» GIVEN REQUEST A: Collect every line from the rows below that contains the word "white", and copy each one unchanged.

Virginia Aquifer Susceptibility Study:

Dating of Ground Water for Source Water Assessment Screening

The U.S. Geological Survey (USGS), in cooperation with the Virginia Department of Health (VDH), is conducting a study to determine the intrinsic natural susceptibility of the regional aquifers in Virginia that serve as public water supplies. The information will be used to screen public ground-water supplies and identify those that require detailed source-water assessments. Approximately 150 sites will be sampled during this 4-year study. This study is part of the State Source Water Assessment program, which is coordinated by the VDH, Office of Water Programs.

The fundamental premise of the USGS study is to use age determinations as a guide for the classification of areas in terms of the susceptibility of ground water to near-surface contamination. Various environmental isotopes and tracers will be used to determine the age of ground water (table 1). Carbon-14 will be used to date ground water that is older than 1,000 years. Chlorofluorocarbons (Freon) and tritium (a product of above ground nuclear weapons testing) techniques will be used to date ground water that is less than 50 years old. Analysis of dissolved gas samples will estimate the temperature of ground water at the time of recharge, which is used in the age-determination techniques.

» SUPPLIED INFORMATION:
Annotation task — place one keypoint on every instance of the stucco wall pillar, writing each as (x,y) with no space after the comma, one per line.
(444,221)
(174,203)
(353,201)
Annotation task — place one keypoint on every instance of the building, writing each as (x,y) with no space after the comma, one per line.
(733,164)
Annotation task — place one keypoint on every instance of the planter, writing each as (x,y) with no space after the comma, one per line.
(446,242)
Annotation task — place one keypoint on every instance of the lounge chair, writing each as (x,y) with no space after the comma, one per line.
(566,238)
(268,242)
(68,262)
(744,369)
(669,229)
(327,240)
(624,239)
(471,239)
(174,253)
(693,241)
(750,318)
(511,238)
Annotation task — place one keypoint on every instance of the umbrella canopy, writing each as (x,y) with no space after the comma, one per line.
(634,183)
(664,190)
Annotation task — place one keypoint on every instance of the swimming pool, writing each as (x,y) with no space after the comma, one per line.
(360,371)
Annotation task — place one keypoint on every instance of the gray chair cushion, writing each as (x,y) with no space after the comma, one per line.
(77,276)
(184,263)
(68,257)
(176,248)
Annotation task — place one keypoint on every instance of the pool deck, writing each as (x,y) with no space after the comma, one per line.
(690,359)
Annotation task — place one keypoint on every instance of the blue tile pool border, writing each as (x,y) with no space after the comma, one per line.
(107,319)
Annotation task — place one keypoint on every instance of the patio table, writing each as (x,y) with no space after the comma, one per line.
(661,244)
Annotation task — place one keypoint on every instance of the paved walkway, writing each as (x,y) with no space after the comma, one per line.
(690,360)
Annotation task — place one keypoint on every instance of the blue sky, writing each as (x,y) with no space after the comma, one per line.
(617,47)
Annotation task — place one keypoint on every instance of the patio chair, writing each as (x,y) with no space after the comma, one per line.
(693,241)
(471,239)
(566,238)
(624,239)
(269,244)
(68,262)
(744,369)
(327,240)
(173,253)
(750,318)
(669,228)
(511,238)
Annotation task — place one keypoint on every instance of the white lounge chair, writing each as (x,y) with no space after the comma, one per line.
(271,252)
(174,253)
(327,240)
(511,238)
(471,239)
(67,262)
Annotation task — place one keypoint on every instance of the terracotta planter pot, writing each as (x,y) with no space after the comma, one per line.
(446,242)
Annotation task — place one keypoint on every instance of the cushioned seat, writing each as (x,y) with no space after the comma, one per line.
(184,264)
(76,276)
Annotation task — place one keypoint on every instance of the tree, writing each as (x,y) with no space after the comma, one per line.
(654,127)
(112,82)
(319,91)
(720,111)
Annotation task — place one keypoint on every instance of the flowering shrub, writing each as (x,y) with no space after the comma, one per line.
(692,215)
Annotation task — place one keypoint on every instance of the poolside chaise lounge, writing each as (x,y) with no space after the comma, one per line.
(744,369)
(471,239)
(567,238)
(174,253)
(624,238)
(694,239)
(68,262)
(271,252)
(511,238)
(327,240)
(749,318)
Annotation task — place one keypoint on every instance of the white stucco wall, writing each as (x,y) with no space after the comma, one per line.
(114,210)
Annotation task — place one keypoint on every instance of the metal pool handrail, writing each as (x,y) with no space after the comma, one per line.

» GIVEN REQUEST B: Print the entire aquifer study text above again, word for word.

» TASK SOLUTION A:
Annotation task — place one keypoint on every instance of the white lounge chair, writing each as (x,y) with no space after the comma, one per line.
Annotation task — place one keypoint on every instance of the white stucco wall, writing each as (x,y) with no space after the comma, one per line.

» TASK SOLUTION B:
Virginia Aquifer Susceptibility Study:

Dating of Ground Water for Source Water Assessment Screening

The U.S. Geological Survey (USGS), in cooperation with the Virginia Department of Health (VDH), is conducting a study to determine the intrinsic natural susceptibility of the regional aquifers in Virginia that serve as public water supplies. The information will be used to screen public ground-water supplies and identify those that require detailed source-water assessments. Approximately 150 sites will be sampled during this 4-year study. This study is part of the State Source Water Assessment program, which is coordinated by the VDH, Office of Water Programs.

The fundamental premise of the USGS study is to use age determinations as a guide for the classification of areas in terms of the susceptibility of ground water to near-surface contamination. Various environmental isotopes and tracers will be used to determine the age of ground water (table 1). Carbon-14 will be used to date ground water that is older than 1,000 years. Chlorofluorocarbons (Freon) and tritium (a product of above ground nuclear weapons testing) techniques will be used to date ground water that is less than 50 years old. Analysis of dissolved gas samples will estimate the temperature of ground water at the time of recharge, which is used in the age-determination techniques.